WHAT YOU WILL DO:
From the data below, pull out everything from the line containing "In this exercise you will locate the fish in" down to the line containing "<point>66,154</point>", both included. Copy those lines word for word.

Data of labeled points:
= = = = = = =
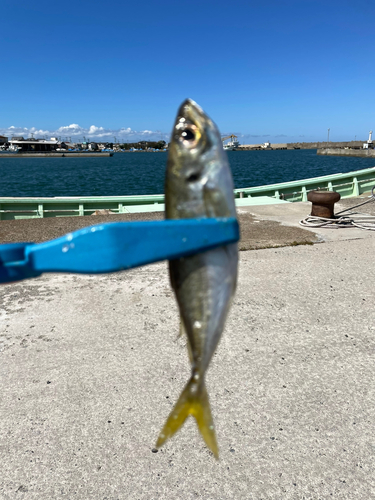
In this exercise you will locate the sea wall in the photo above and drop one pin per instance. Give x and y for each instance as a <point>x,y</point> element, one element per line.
<point>363,153</point>
<point>305,145</point>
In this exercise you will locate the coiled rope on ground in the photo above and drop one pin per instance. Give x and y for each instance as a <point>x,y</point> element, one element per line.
<point>351,219</point>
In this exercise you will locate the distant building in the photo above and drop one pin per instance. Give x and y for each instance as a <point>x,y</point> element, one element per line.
<point>34,145</point>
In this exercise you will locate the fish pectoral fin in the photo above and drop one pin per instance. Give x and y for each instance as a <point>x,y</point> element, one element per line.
<point>192,401</point>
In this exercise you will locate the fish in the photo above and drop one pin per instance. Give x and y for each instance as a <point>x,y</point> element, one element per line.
<point>198,184</point>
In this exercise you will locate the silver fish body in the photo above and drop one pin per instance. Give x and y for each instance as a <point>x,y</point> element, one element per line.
<point>199,184</point>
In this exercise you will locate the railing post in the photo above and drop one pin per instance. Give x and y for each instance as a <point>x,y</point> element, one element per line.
<point>355,186</point>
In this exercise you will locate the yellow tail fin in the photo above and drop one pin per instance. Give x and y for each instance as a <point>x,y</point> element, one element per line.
<point>193,401</point>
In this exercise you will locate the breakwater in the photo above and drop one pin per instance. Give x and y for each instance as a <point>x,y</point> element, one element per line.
<point>142,174</point>
<point>357,153</point>
<point>66,154</point>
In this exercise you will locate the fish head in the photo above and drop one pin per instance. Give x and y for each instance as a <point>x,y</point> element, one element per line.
<point>198,178</point>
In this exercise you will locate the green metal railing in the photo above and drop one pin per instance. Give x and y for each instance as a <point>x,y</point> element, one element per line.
<point>348,185</point>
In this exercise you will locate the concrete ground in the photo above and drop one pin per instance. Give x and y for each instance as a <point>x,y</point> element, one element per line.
<point>91,366</point>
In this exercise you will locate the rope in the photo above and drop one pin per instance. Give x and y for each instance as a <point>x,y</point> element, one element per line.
<point>352,219</point>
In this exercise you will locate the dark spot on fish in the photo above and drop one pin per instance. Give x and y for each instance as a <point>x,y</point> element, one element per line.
<point>193,177</point>
<point>188,135</point>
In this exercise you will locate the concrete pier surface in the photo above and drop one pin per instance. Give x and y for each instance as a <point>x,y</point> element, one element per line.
<point>91,366</point>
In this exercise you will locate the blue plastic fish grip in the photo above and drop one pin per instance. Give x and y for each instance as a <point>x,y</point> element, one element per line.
<point>116,246</point>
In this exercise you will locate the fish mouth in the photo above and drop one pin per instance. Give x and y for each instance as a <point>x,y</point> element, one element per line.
<point>189,125</point>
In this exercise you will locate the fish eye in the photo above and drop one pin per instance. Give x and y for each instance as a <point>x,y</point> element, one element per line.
<point>188,134</point>
<point>193,177</point>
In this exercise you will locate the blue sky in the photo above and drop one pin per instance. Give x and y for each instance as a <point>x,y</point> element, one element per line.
<point>278,71</point>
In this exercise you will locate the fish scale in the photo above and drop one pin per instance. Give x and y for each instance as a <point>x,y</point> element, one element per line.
<point>199,184</point>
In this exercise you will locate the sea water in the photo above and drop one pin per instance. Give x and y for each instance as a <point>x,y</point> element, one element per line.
<point>143,173</point>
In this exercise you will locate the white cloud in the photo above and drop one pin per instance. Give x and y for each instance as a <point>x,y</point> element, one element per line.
<point>77,133</point>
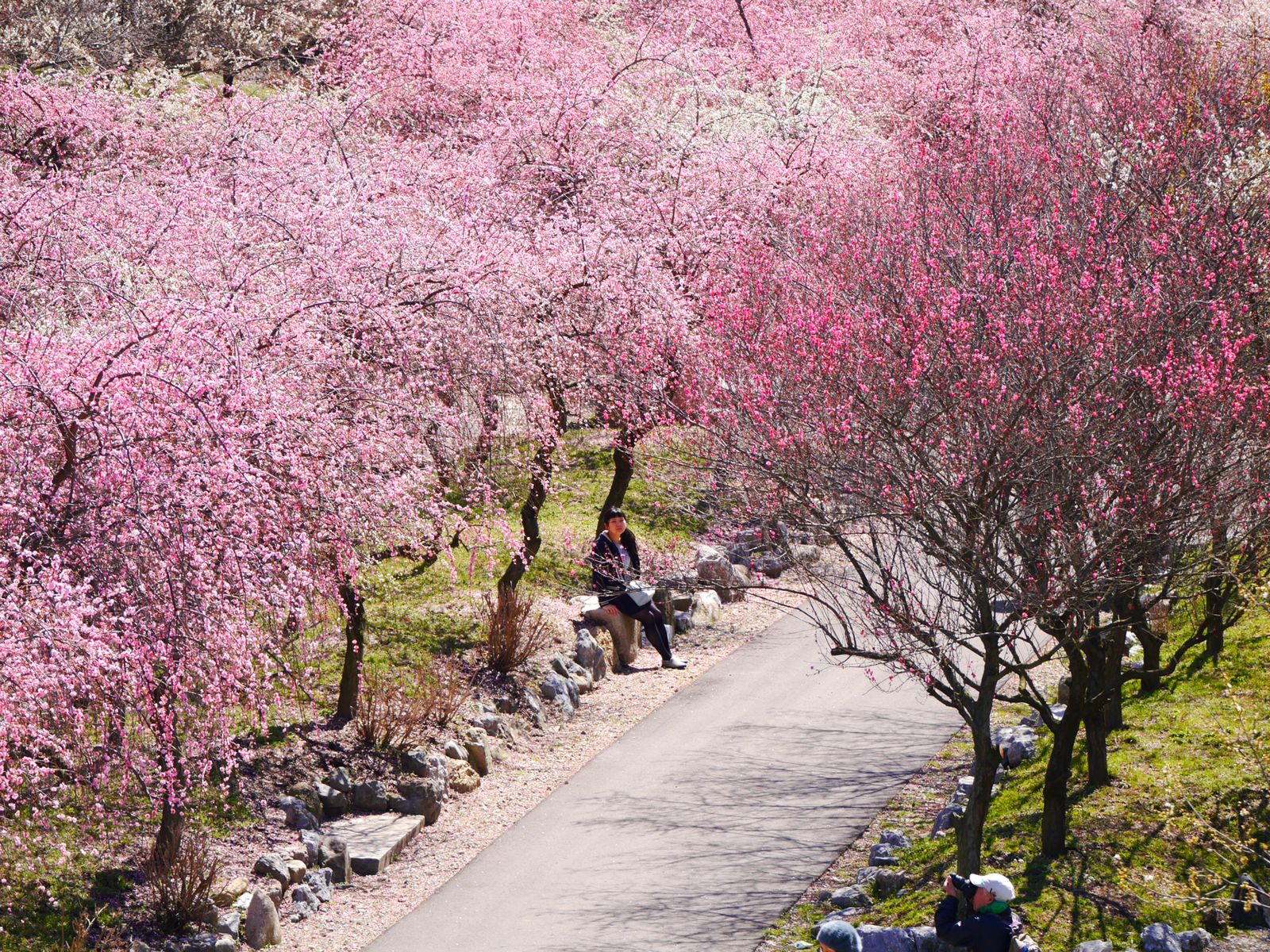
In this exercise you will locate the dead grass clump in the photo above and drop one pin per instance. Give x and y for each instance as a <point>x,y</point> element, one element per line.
<point>514,631</point>
<point>182,881</point>
<point>394,711</point>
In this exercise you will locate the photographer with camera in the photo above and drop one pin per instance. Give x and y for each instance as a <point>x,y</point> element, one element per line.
<point>992,927</point>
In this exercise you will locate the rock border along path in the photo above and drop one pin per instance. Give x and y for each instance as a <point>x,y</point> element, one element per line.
<point>702,823</point>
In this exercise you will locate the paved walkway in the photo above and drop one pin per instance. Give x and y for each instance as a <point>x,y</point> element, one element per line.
<point>702,823</point>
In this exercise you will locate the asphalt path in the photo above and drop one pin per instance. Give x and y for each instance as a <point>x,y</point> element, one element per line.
<point>704,822</point>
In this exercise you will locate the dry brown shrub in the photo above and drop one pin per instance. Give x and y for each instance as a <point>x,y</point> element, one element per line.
<point>450,687</point>
<point>394,710</point>
<point>182,882</point>
<point>514,631</point>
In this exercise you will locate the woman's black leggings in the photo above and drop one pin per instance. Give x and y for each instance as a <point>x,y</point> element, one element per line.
<point>654,628</point>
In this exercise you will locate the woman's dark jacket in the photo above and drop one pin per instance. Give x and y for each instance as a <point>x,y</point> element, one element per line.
<point>982,932</point>
<point>607,573</point>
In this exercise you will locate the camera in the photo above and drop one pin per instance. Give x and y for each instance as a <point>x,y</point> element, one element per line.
<point>964,886</point>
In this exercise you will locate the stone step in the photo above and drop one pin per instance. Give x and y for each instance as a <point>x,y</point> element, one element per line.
<point>375,842</point>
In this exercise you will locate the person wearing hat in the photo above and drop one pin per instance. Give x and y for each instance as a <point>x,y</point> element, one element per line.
<point>992,924</point>
<point>837,936</point>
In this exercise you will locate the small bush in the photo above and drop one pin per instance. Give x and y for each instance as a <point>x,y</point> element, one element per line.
<point>514,631</point>
<point>182,882</point>
<point>450,687</point>
<point>394,711</point>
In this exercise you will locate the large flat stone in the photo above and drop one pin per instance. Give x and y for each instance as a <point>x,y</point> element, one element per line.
<point>374,842</point>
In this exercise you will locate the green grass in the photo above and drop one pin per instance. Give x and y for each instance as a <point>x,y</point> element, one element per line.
<point>1189,774</point>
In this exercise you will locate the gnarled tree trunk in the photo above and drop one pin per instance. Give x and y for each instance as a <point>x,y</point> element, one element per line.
<point>540,478</point>
<point>355,647</point>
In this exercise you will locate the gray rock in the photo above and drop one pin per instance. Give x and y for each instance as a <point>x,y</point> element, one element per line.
<point>1064,696</point>
<point>888,882</point>
<point>334,803</point>
<point>298,816</point>
<point>229,924</point>
<point>1216,919</point>
<point>342,781</point>
<point>706,608</point>
<point>565,668</point>
<point>304,903</point>
<point>850,896</point>
<point>895,838</point>
<point>552,687</point>
<point>310,839</point>
<point>478,753</point>
<point>271,866</point>
<point>563,691</point>
<point>1033,720</point>
<point>714,568</point>
<point>321,882</point>
<point>591,655</point>
<point>772,566</point>
<point>841,916</point>
<point>262,926</point>
<point>918,939</point>
<point>497,727</point>
<point>533,708</point>
<point>308,795</point>
<point>1016,744</point>
<point>333,854</point>
<point>880,856</point>
<point>435,770</point>
<point>425,797</point>
<point>414,762</point>
<point>371,797</point>
<point>946,819</point>
<point>1160,937</point>
<point>1195,939</point>
<point>455,750</point>
<point>463,777</point>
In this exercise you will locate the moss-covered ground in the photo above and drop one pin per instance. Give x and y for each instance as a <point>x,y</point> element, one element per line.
<point>1187,812</point>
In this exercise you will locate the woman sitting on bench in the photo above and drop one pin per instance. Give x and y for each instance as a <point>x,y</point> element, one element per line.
<point>614,565</point>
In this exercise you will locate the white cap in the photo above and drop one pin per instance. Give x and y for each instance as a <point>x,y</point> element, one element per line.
<point>997,885</point>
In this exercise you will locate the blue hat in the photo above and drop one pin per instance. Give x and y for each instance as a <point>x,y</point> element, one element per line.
<point>838,936</point>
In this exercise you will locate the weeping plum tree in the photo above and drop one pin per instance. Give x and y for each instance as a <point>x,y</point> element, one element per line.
<point>1003,386</point>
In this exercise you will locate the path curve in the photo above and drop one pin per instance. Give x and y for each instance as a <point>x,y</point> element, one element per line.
<point>702,823</point>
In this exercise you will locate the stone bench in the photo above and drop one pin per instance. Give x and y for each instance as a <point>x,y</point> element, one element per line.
<point>622,647</point>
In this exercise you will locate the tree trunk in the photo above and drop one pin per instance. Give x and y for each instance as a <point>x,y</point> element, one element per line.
<point>1214,596</point>
<point>171,827</point>
<point>540,478</point>
<point>1058,768</point>
<point>1113,673</point>
<point>1153,645</point>
<point>355,647</point>
<point>624,467</point>
<point>1096,747</point>
<point>969,831</point>
<point>1099,649</point>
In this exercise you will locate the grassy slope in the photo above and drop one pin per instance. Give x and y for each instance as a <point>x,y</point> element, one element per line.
<point>1191,770</point>
<point>413,609</point>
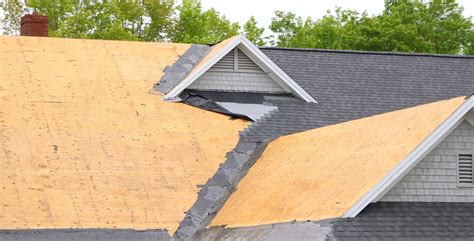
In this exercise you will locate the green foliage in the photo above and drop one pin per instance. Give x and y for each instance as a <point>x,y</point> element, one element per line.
<point>13,11</point>
<point>127,20</point>
<point>406,26</point>
<point>285,25</point>
<point>436,26</point>
<point>253,32</point>
<point>193,25</point>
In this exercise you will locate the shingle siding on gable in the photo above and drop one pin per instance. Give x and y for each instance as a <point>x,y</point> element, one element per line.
<point>224,78</point>
<point>434,179</point>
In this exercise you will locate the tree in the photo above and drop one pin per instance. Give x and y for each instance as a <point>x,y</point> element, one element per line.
<point>285,25</point>
<point>437,26</point>
<point>253,32</point>
<point>130,20</point>
<point>13,11</point>
<point>193,25</point>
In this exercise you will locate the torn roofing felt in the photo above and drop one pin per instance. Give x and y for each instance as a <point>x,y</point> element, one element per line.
<point>87,145</point>
<point>312,165</point>
<point>230,104</point>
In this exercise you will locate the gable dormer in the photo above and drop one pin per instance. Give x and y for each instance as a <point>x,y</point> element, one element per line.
<point>236,72</point>
<point>237,65</point>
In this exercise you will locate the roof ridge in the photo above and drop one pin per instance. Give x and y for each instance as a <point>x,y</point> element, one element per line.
<point>369,52</point>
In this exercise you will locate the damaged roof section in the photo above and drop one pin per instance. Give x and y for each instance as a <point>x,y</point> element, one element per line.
<point>86,144</point>
<point>174,74</point>
<point>249,106</point>
<point>313,165</point>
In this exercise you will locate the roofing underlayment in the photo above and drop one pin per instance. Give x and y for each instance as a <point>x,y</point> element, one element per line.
<point>321,173</point>
<point>86,143</point>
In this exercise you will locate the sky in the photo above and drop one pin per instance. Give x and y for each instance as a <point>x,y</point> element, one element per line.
<point>241,10</point>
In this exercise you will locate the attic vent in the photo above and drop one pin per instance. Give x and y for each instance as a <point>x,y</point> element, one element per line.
<point>465,169</point>
<point>236,61</point>
<point>246,64</point>
<point>226,63</point>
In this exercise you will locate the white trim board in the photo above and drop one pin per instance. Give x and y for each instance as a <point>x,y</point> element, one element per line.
<point>406,165</point>
<point>256,55</point>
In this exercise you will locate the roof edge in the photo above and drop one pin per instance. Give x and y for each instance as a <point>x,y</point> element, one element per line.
<point>369,52</point>
<point>258,54</point>
<point>415,156</point>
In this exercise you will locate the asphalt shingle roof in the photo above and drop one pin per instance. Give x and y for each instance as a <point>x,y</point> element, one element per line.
<point>407,221</point>
<point>350,85</point>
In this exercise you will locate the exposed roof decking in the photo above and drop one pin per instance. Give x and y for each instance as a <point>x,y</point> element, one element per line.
<point>321,173</point>
<point>84,143</point>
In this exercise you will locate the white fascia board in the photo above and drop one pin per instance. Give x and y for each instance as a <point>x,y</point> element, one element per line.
<point>257,56</point>
<point>277,71</point>
<point>412,159</point>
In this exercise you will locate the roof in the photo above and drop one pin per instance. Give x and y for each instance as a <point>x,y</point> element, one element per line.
<point>353,84</point>
<point>379,221</point>
<point>322,173</point>
<point>219,50</point>
<point>86,143</point>
<point>409,221</point>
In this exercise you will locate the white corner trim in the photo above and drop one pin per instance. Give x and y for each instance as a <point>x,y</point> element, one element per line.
<point>256,55</point>
<point>412,159</point>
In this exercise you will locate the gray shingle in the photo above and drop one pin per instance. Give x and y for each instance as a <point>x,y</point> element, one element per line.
<point>350,85</point>
<point>410,220</point>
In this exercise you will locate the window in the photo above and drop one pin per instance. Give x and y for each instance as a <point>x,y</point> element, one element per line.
<point>465,170</point>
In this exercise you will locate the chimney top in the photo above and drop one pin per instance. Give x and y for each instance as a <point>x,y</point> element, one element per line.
<point>34,25</point>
= = = = = = =
FULL OUTPUT:
In this exercise you will locate the fish in the photo above and drop one pin per instance. Give x and y for each instance as a <point>x,y</point> element, one element per line.
<point>198,184</point>
In this exercise you will locate the silver fish body in the photo above and drop one pin per instance. Give x and y for each instance as a <point>x,y</point> element, one element per line.
<point>199,184</point>
In this exercise you will locate the railing post in the photo above and drop one pin per instance. Give x and y for each instance as a <point>x,y</point> element, one element per line.
<point>355,186</point>
In this exercise you will locate the yellow tail fin in the photo above and drop one pin per instance. Give x and y for each instance as a <point>x,y</point> element, one element per line.
<point>193,401</point>
In this exercise you will locate the breakwater in the photo above and drop one pin per instance. Give x and y for each instance as a <point>x,y</point> element, one element per line.
<point>142,174</point>
<point>357,153</point>
<point>66,154</point>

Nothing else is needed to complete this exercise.